-- What you are asked to do --
Starting with the line that contains "If you could put a dot on the green bulletin", reproduce each line through the end of the entries exactly as written.

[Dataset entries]
======

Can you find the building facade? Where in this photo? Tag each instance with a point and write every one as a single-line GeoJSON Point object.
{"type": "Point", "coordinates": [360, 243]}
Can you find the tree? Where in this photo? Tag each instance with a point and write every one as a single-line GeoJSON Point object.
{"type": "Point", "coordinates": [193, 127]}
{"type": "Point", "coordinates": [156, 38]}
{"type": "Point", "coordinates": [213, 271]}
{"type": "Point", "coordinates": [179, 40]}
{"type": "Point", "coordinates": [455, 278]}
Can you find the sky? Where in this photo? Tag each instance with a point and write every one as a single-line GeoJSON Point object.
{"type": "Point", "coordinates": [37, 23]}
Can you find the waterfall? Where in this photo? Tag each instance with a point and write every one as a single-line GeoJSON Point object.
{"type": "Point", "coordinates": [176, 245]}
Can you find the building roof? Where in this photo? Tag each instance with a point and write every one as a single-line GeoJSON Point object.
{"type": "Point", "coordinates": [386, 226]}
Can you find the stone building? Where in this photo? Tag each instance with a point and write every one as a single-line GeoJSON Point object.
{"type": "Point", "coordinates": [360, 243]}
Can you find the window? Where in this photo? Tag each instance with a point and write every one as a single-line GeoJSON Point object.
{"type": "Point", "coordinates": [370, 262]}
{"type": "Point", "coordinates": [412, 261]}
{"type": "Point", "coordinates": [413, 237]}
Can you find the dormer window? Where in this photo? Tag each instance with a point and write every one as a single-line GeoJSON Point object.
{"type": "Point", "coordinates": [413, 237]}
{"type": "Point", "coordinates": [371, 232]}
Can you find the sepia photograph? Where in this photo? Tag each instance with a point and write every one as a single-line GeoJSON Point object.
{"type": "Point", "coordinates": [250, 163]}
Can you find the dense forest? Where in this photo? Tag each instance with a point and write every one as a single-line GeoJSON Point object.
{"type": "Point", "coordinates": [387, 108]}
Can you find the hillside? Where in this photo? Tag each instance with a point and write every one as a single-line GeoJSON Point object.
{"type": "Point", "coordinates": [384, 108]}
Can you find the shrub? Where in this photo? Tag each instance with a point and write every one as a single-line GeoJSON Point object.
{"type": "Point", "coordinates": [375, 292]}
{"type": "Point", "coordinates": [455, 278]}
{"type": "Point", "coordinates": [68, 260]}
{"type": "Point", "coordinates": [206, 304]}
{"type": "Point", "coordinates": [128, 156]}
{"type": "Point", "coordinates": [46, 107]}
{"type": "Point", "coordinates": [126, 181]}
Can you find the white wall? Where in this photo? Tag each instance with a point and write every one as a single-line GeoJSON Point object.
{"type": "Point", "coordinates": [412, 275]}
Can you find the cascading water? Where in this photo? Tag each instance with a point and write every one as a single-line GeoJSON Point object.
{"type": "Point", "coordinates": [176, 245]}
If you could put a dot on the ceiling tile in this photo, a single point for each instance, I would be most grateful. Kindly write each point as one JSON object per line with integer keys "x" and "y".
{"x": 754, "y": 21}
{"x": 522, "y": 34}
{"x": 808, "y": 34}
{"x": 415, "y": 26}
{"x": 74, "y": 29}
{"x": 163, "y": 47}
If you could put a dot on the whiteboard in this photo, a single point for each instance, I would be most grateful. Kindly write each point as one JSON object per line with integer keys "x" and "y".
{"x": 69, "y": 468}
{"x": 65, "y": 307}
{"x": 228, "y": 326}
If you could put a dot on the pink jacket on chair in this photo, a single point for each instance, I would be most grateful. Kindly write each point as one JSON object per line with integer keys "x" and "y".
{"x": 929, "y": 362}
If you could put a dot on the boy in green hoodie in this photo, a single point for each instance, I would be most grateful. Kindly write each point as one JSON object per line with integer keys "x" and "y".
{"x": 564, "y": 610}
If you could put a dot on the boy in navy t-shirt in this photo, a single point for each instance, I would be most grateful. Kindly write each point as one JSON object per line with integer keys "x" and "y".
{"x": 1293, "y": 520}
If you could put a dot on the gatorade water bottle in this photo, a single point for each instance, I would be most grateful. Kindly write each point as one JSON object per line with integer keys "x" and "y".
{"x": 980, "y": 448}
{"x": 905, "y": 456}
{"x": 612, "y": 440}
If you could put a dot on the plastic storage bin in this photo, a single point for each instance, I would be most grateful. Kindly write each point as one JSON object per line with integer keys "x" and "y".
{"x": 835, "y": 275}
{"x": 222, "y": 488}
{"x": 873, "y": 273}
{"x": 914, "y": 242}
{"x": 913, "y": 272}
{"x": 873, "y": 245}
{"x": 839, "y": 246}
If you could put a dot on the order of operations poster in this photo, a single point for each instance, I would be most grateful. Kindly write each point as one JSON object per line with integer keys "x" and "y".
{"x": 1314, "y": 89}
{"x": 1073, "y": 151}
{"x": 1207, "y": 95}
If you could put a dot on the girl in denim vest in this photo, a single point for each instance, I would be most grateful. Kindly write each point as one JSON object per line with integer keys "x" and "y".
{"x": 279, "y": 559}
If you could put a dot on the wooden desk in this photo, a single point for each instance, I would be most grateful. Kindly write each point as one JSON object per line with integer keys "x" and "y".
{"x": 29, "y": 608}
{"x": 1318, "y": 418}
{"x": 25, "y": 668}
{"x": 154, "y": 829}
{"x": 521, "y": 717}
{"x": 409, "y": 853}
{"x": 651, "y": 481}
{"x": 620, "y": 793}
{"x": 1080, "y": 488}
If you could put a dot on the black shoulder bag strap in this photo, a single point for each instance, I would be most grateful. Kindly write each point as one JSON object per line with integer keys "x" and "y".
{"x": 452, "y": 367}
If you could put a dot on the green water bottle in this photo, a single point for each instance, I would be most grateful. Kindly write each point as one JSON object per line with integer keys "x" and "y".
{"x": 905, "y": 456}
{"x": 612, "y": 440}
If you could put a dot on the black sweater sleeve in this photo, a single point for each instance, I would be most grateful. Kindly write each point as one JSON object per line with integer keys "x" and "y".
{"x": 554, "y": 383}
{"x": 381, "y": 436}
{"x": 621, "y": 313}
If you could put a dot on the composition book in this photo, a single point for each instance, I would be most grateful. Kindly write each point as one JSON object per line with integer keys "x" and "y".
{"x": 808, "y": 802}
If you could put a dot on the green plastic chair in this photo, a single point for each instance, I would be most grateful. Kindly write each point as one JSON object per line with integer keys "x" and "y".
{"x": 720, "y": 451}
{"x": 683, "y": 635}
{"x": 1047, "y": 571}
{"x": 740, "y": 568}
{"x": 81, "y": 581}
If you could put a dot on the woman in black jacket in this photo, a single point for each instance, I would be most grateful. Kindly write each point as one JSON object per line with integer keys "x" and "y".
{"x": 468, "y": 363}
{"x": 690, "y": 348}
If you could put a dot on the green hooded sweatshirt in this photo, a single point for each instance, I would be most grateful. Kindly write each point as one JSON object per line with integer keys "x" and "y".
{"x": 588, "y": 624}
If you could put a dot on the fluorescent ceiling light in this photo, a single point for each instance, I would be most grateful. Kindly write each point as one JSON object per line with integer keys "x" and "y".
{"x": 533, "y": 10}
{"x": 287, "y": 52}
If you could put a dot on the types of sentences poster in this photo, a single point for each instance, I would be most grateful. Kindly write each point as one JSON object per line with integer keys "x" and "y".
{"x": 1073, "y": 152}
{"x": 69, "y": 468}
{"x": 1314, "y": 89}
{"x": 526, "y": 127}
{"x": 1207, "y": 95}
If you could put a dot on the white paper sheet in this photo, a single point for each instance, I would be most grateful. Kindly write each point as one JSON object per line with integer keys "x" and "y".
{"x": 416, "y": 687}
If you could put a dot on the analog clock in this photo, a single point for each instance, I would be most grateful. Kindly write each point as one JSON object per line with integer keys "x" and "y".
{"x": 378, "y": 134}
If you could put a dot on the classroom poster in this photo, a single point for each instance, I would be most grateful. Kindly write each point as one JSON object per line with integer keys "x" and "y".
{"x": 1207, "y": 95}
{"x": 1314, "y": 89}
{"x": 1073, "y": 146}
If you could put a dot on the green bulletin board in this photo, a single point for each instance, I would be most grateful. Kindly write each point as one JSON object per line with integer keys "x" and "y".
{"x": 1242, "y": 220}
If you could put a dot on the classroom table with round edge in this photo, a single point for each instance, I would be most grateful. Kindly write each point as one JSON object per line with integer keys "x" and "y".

======

-- Response area --
If you could put a dot on the green bulletin board in this photo, a single point for each instance, I would be most grateful. Kindly write each point as one JSON object per line with integer keys "x" and "y".
{"x": 1242, "y": 220}
If you could put a dot on the classroom table with round edge in this photo, a single point for each instance, I would be most grateful. Kindly write each point as one JSON object per line with integer keys "x" and "y".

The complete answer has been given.